Exercise instructions:
Return, word for word, everything from the line containing "Task: place a pin on each instance of the light" down to the end of the items below, leaving out any pictures.

***** Dataset rows *****

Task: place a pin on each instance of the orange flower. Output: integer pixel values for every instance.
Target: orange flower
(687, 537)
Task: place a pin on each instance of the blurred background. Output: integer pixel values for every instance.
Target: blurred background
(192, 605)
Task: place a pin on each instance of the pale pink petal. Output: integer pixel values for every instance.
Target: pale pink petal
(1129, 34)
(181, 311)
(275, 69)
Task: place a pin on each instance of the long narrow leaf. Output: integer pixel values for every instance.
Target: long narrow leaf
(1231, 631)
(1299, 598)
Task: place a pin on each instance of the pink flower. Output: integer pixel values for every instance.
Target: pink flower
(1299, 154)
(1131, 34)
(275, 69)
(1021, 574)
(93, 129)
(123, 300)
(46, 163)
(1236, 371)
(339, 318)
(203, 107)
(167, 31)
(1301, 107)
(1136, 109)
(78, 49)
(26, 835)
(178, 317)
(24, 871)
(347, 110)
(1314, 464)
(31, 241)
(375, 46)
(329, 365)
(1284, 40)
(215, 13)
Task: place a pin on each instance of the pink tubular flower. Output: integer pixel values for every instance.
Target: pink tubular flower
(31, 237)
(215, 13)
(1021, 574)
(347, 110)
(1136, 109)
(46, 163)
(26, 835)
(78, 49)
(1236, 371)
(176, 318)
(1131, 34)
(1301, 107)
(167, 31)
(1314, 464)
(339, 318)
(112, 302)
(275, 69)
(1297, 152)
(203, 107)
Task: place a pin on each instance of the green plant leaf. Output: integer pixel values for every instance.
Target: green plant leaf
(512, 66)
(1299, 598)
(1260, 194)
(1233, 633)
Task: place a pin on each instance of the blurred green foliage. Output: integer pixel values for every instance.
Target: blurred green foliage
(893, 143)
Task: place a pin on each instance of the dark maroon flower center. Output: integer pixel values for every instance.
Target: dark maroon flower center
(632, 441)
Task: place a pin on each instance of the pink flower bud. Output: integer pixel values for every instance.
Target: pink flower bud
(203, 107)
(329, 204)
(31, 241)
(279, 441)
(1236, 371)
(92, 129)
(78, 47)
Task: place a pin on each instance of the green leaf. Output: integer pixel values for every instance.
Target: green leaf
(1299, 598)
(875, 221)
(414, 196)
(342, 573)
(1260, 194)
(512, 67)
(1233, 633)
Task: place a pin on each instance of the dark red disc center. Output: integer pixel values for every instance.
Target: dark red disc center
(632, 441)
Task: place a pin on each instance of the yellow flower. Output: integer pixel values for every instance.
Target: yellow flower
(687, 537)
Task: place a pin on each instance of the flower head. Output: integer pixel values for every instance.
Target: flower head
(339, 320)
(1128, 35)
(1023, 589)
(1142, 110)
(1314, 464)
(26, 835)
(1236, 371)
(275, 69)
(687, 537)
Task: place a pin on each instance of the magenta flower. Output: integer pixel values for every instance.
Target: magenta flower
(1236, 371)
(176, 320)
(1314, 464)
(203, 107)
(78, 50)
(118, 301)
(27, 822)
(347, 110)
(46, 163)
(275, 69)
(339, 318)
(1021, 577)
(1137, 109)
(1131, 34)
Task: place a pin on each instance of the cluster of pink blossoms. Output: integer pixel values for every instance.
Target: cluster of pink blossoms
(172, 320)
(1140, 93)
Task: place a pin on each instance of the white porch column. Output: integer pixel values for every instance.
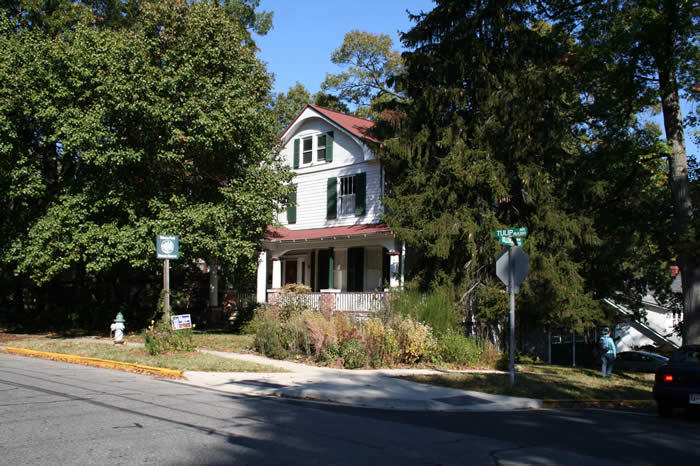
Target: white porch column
(276, 273)
(261, 294)
(213, 284)
(394, 272)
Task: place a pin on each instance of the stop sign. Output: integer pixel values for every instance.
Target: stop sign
(520, 263)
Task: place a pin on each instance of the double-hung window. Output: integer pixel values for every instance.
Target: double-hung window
(304, 148)
(307, 150)
(321, 148)
(347, 196)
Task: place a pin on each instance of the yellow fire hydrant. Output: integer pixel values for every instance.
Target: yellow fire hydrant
(117, 328)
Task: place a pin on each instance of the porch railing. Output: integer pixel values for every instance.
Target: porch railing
(354, 302)
(312, 300)
(359, 302)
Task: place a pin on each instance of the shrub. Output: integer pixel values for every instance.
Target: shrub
(438, 311)
(271, 339)
(331, 354)
(353, 352)
(161, 338)
(435, 309)
(416, 341)
(299, 340)
(455, 348)
(381, 343)
(321, 331)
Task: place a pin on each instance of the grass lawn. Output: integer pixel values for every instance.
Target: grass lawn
(550, 383)
(194, 361)
(212, 341)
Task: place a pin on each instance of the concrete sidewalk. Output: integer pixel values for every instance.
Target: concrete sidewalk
(362, 388)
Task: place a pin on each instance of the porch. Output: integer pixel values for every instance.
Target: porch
(356, 263)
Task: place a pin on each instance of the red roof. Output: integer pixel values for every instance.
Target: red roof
(354, 125)
(285, 234)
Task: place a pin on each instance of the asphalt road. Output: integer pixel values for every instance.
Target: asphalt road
(58, 413)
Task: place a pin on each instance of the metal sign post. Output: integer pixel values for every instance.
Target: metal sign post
(167, 247)
(512, 267)
(166, 287)
(511, 280)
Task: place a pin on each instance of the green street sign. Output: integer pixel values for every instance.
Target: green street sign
(511, 232)
(509, 241)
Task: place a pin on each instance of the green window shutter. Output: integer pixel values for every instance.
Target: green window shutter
(332, 198)
(296, 153)
(360, 194)
(292, 208)
(329, 146)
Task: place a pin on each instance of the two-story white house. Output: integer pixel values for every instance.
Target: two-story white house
(331, 237)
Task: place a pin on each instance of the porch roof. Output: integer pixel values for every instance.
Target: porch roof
(282, 234)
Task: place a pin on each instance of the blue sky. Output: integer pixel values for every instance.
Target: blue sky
(306, 32)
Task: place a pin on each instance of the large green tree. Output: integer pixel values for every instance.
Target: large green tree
(110, 136)
(637, 54)
(370, 63)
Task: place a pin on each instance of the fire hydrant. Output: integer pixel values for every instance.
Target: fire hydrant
(118, 329)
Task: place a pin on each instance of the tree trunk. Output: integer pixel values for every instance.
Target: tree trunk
(680, 186)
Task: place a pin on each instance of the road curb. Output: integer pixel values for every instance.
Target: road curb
(127, 366)
(551, 404)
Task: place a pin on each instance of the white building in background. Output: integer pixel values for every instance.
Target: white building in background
(332, 236)
(658, 328)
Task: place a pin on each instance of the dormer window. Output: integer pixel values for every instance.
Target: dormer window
(305, 147)
(321, 148)
(307, 150)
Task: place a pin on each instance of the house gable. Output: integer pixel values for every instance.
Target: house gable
(339, 181)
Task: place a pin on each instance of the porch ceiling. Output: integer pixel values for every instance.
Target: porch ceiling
(285, 235)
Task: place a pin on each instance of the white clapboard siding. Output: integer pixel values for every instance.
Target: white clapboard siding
(312, 180)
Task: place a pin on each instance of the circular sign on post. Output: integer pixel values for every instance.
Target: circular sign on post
(168, 247)
(520, 262)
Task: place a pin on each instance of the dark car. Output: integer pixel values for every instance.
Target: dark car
(639, 361)
(677, 384)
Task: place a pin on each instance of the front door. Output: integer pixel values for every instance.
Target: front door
(356, 266)
(290, 272)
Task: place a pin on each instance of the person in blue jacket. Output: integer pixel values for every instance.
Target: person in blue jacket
(607, 352)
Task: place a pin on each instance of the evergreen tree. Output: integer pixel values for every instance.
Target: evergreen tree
(637, 54)
(489, 139)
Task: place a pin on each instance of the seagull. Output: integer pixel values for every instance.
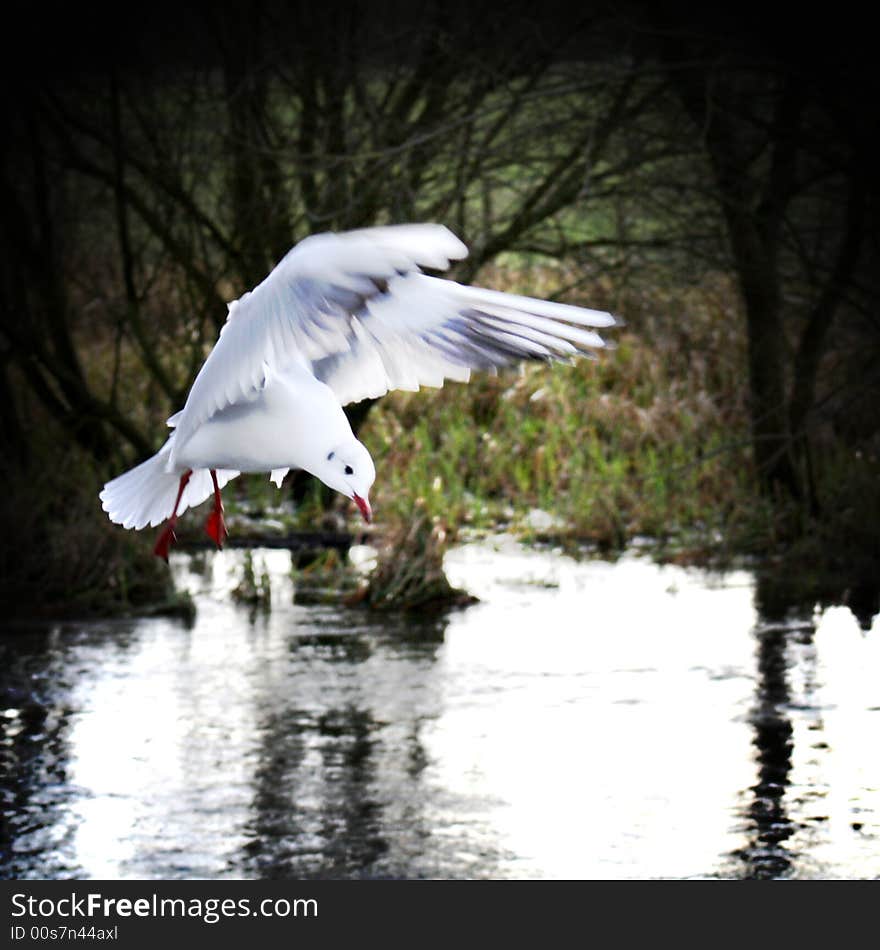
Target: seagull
(342, 317)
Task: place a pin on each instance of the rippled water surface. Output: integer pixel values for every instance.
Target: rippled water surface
(585, 720)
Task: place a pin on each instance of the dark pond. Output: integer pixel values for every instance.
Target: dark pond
(586, 720)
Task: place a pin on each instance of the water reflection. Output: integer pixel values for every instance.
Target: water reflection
(585, 720)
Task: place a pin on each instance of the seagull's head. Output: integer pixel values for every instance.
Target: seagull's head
(348, 469)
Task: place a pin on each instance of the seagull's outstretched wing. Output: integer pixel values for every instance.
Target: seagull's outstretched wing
(355, 309)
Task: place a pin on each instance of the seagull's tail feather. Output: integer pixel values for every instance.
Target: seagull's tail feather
(145, 494)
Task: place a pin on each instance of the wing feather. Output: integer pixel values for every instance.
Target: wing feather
(356, 310)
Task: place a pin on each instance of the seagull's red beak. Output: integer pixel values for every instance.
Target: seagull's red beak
(365, 508)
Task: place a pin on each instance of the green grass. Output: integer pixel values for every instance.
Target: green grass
(650, 439)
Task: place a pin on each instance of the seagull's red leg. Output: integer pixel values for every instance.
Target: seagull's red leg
(168, 537)
(215, 525)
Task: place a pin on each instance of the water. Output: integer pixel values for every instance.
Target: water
(585, 720)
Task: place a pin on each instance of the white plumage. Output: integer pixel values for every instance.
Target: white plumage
(343, 317)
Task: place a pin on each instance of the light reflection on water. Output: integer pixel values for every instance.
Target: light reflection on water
(586, 720)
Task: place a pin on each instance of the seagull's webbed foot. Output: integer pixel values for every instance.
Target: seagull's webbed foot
(215, 526)
(165, 540)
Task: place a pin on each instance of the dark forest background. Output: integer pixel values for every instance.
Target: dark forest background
(157, 163)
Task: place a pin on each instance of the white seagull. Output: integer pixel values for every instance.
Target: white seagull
(343, 317)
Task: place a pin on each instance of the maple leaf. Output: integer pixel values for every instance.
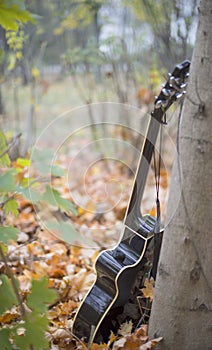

*****

Solution:
Task: place a pin on each instance of the light reflection on water. Output: integer pixel values for every instance.
Target: light reflection on water
(586, 720)
Task: place a pin on each instance of the seagull's webbed foot. Output: integer pixel values for every instance.
Target: seagull's webbed foot
(215, 526)
(165, 540)
Task: place a pin on each instance of the dark forest background. Output: integer pixel values for every instance.
Target: dark forest background
(157, 163)
Task: place a pin on each instance of the white seagull. Output: integer pixel values for every instance.
Target: white seagull
(343, 317)
Task: place a pin on each instance of the maple leaf. Output: integer pixel values for every instance.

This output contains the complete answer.